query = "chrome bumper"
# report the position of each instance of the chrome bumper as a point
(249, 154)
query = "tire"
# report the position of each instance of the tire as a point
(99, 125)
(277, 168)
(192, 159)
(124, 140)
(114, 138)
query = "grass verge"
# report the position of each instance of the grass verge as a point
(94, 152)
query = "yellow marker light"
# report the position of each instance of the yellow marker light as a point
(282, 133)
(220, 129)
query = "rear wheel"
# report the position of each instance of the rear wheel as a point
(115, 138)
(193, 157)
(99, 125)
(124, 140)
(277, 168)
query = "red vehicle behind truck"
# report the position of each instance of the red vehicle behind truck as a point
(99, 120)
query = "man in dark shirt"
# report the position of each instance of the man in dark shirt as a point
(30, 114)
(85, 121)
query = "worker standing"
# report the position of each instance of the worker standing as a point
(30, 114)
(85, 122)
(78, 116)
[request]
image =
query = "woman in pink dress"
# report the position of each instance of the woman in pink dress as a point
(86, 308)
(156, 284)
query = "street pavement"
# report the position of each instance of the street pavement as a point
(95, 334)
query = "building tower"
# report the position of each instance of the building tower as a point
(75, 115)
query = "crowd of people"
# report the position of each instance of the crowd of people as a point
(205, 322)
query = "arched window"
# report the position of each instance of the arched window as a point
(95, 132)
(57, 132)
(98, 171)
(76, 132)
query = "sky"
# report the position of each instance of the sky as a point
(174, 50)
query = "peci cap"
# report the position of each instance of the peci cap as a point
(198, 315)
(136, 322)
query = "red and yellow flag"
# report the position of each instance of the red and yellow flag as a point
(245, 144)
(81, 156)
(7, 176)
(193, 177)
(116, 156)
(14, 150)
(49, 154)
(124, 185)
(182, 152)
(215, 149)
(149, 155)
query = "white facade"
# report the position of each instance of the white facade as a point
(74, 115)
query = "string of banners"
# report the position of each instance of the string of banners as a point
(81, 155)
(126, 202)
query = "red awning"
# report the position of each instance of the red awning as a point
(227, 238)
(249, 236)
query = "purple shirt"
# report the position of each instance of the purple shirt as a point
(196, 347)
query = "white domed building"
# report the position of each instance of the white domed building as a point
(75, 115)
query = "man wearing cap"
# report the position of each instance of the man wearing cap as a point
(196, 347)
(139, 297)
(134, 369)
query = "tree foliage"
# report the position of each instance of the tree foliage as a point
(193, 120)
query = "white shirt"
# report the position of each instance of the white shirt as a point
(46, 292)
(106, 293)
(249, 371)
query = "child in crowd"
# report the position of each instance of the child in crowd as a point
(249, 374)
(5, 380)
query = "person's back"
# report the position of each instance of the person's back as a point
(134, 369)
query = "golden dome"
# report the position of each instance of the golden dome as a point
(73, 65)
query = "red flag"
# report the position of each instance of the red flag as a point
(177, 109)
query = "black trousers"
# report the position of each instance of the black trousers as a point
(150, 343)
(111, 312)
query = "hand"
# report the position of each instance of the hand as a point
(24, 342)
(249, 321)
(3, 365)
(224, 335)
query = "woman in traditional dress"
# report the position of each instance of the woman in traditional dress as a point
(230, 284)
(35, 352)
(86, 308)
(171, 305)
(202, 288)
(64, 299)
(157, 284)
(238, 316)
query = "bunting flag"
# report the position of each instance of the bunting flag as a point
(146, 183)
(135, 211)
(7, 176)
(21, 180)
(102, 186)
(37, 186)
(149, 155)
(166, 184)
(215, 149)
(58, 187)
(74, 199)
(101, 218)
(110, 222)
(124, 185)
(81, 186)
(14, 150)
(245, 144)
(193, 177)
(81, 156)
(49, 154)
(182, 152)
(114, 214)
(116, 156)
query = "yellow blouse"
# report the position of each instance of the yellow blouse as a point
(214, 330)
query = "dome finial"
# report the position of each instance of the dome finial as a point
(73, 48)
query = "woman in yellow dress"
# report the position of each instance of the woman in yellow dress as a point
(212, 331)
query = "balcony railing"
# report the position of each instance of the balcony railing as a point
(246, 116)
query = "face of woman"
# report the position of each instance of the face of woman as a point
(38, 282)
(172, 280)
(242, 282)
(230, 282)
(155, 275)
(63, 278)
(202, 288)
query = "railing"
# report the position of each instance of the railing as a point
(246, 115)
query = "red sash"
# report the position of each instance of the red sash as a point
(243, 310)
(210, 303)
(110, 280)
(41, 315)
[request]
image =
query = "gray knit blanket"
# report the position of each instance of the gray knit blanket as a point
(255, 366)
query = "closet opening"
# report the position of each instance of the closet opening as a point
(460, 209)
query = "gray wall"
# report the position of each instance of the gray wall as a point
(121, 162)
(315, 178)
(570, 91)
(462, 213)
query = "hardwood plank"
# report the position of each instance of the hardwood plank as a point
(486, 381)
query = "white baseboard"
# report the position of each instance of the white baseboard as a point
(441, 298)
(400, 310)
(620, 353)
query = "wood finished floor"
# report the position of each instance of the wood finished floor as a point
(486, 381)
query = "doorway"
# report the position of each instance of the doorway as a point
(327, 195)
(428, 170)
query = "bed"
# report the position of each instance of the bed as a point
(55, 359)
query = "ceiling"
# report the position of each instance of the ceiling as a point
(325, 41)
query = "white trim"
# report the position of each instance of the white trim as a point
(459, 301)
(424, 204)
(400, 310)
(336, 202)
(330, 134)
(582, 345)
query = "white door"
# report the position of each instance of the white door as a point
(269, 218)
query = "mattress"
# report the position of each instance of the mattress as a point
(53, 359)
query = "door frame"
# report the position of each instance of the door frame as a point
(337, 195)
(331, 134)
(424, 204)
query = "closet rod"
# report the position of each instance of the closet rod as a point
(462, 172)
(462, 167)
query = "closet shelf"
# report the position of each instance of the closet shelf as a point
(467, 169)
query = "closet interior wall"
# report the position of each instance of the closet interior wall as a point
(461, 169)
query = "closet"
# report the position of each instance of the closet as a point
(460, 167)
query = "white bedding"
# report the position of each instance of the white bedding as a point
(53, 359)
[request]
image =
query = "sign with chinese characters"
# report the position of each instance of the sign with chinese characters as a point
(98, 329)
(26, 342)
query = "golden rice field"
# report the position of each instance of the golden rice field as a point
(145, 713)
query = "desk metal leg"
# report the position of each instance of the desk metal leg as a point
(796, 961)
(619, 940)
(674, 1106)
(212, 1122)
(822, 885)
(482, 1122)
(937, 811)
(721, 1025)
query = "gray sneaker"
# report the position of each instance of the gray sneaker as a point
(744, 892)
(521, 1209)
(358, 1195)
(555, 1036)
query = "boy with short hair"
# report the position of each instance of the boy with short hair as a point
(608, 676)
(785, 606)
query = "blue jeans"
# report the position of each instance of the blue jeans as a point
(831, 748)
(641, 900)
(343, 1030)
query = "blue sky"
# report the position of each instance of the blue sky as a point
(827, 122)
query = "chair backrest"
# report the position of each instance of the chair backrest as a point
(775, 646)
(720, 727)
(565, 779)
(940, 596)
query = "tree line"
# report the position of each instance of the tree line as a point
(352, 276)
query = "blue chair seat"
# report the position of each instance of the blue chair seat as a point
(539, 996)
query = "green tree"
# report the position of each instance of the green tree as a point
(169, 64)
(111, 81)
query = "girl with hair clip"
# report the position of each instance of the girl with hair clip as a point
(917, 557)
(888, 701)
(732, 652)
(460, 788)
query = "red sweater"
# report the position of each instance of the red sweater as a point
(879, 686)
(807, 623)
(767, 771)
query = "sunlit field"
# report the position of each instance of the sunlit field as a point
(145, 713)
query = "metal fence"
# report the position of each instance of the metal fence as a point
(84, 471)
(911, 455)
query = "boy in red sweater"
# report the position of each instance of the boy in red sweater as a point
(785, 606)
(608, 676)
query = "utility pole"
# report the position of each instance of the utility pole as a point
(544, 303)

···

_DIRECTIONS_
Every line of the material should come back unchanged.

_EXERCISE RESPONSE_
query = "chrome bumper"
# report the position of each instance of the chrome bumper as a point
(249, 154)
query = "tire"
# report the position of each instance of the tire as a point
(99, 125)
(277, 168)
(192, 159)
(124, 140)
(114, 138)
query = "grass verge"
# report the position of each instance of the grass verge as a point
(94, 152)
query = "yellow marker light"
# report the position of each instance of the yellow marker light as a point
(282, 133)
(220, 129)
query = "rear wheel"
# report the position of each instance of the rear wheel as a point
(115, 138)
(193, 157)
(99, 125)
(124, 140)
(277, 168)
query = "red vehicle behind truck"
# report the position of each instance of the red vehicle behind truck as a point
(99, 120)
query = "man in dark shirt"
# report the position of each instance of the man in dark shirt as a point
(30, 114)
(85, 121)
query = "worker standing"
# report the position of each instance of the worker standing as a point
(30, 114)
(85, 122)
(78, 116)
[request]
image =
query = "woman in pink dress"
# report the position of each instance of the woman in pink dress as a point
(86, 308)
(156, 284)
query = "street pavement"
# report the position of each instance of the street pavement as a point
(95, 334)
query = "building tower"
# report the position of each instance of the building tower as a point
(75, 115)
query = "crowd of people"
# report the position of each instance of the crowd of people as a point
(205, 322)
query = "arched window"
# report the position of each instance of the arched window as a point
(95, 132)
(57, 132)
(98, 171)
(76, 132)
query = "sky"
# report the position of each instance of the sky as a point
(174, 50)
query = "peci cap"
# report the position of each instance of the peci cap as a point
(198, 315)
(136, 322)
query = "red and yellow flag"
# report the position of each instance of the red and yellow flag as a point
(245, 144)
(81, 156)
(7, 176)
(193, 177)
(116, 156)
(14, 150)
(49, 154)
(124, 185)
(182, 152)
(215, 149)
(149, 155)
query = "white facade"
# report the position of each instance of the white facade as a point
(74, 115)
query = "string of banners"
# report the position of each instance of the string of banners as a point
(81, 155)
(126, 202)
query = "red awning"
# report the position of each instance of the red awning as a point
(227, 238)
(249, 236)
query = "purple shirt"
# report the position of each instance of the purple shirt as a point
(196, 347)
query = "white domed building"
# report the position of each instance of the white domed building as a point
(75, 115)
query = "man wearing cap"
# report the position of each instance of the man wearing cap as a point
(196, 347)
(139, 297)
(134, 369)
query = "tree foliage"
# report the position of each instance of the tree foliage as a point
(193, 120)
query = "white shirt"
# report the position of each instance of the white shirt as a point
(46, 292)
(106, 293)
(249, 371)
query = "child in crowd"
# report the position of each instance of the child in crowd as a point
(249, 374)
(5, 380)
query = "person's back"
# report the position of each instance of the person's back as a point
(134, 369)
query = "golden dome"
# report the position of each instance of the golden dome as a point
(73, 65)
query = "red flag"
# report the position of each instance of the red flag as a point
(177, 109)
query = "black trousers"
# report the position of each instance of the black trousers as a point
(150, 343)
(111, 312)
query = "hand"
# report the position of each instance of the hand as a point
(24, 342)
(249, 321)
(3, 365)
(224, 335)
query = "woman in traditional dress"
# report the position of each instance of the woman in traditional dress as a point
(230, 284)
(35, 352)
(86, 308)
(171, 305)
(202, 288)
(64, 299)
(157, 284)
(238, 316)
query = "bunting flag"
# report the position of each instance of the bunting flag as a point
(146, 183)
(135, 211)
(7, 176)
(21, 180)
(102, 186)
(37, 186)
(149, 155)
(166, 184)
(215, 149)
(58, 187)
(74, 199)
(101, 218)
(110, 222)
(124, 185)
(81, 186)
(14, 150)
(245, 144)
(193, 177)
(81, 156)
(49, 154)
(182, 152)
(114, 214)
(116, 156)
query = "yellow blouse"
# report the position of each instance of the yellow blouse as a point
(214, 330)
query = "dome finial"
# report the position of each instance of the dome finial as a point
(73, 48)
query = "woman in yellow dress"
# report the position of each instance of the woman in yellow dress as a point
(212, 331)
query = "balcony railing"
# report the position of each instance of the balcony railing as a point
(246, 116)
query = "face of woman"
# report the position of each instance of the face of woman as a point
(38, 282)
(172, 280)
(242, 282)
(230, 282)
(155, 275)
(63, 278)
(202, 288)
query = "railing"
# report the position of each instance of the railing as a point
(246, 115)
query = "red sash"
# report the position of each instance of the red sash as a point
(243, 310)
(210, 303)
(110, 280)
(41, 315)
[request]
image =
query = "gray knit blanket"
# report the position of each instance of the gray knit blanket as a point
(255, 366)
query = "closet opening"
# report the position of each instance of the closet opening as a point
(460, 209)
query = "gray wall"
# report the position of each instance of the gray wall as a point
(121, 162)
(315, 178)
(570, 91)
(462, 213)
query = "hardwood plank"
# report the position of each instance of the hardwood plank as a point
(486, 381)
query = "white baseboard"
# report the position of each instance of the white baseboard as a point
(441, 298)
(400, 310)
(620, 353)
query = "wood finished floor"
# report the position of each instance of the wood finished floor as a point
(486, 381)
query = "doorway"
# report the position of each instance of the doorway as a point
(327, 195)
(428, 170)
query = "bed"
# report the position of each instance of the bed as a point
(55, 359)
query = "ceiling"
# report the position of each instance of the ceiling as a point
(325, 41)
query = "white trim"
# report the position of each instance of the white trim as a point
(459, 301)
(424, 204)
(400, 310)
(336, 202)
(330, 134)
(582, 345)
query = "white door"
# report the position of each instance of the white door as a point
(269, 218)
query = "mattress"
# report the position of each instance of the mattress as a point
(53, 359)
query = "door frame"
# report the position of each instance of the door frame as a point
(337, 195)
(331, 134)
(424, 204)
query = "closet rod"
# report the position of each instance of the closet rod as a point
(462, 172)
(462, 167)
query = "closet shelf"
# report the position of each instance of the closet shelf as a point
(467, 169)
query = "closet interior wall"
# report the position of each instance of the closet interior wall as a point
(461, 169)
query = "closet"
# report the position of each instance of the closet as a point
(460, 167)
query = "white bedding"
# report the position of each instance of the white bedding as a point
(53, 359)
[request]
image =
query = "sign with chinese characters"
# report the position of each instance of the sign with chinese characters as a point
(98, 329)
(26, 342)
query = "golden rice field"
# report the position of each instance of the golden rice field as a point
(145, 713)
query = "desk metal leg"
# report the position of each instance of the desk metal leg as a point
(796, 961)
(619, 940)
(674, 1106)
(212, 1122)
(822, 885)
(482, 1122)
(937, 811)
(721, 1025)
query = "gray sneaker"
# report the position of each instance of the gray sneaker as a point
(744, 892)
(521, 1209)
(358, 1195)
(555, 1036)
query = "boy with short hair"
# report the position of each instance of the boy with short hair as a point
(608, 676)
(785, 606)
query = "blue jeans"
# report the position of each instance of the blue jeans as a point
(831, 748)
(641, 900)
(343, 1030)
query = "blue sky"
# report the position of each instance of the blue sky as a point
(827, 122)
query = "chair backrest"
# report the position of each instance of the chair backrest as a point
(775, 646)
(720, 727)
(565, 779)
(940, 596)
query = "tree line"
# report the position of each instance of the tree line as a point
(352, 276)
query = "blue chair seat"
# report the position of each instance of the blue chair seat as a point
(539, 996)
query = "green tree"
# report the position of each instance of the green tree as a point
(169, 64)
(111, 81)
query = "girl with hair clip"
# report the position of each instance of the girl with hair clip as a point
(917, 557)
(888, 701)
(732, 652)
(460, 788)
query = "red sweater"
# report the position of each instance of the red sweater as a point
(879, 686)
(807, 623)
(767, 771)
query = "sunlit field"
# report the position of each instance of the sunlit field as a point
(145, 713)
query = "metal fence"
# report the position of each instance of the metal fence as a point
(84, 471)
(911, 455)
query = "boy in red sweater"
# report the position of each instance of the boy in red sweater as a point
(785, 606)
(608, 676)
query = "utility pole"
# report the position of each instance of the utility pole as a point
(544, 303)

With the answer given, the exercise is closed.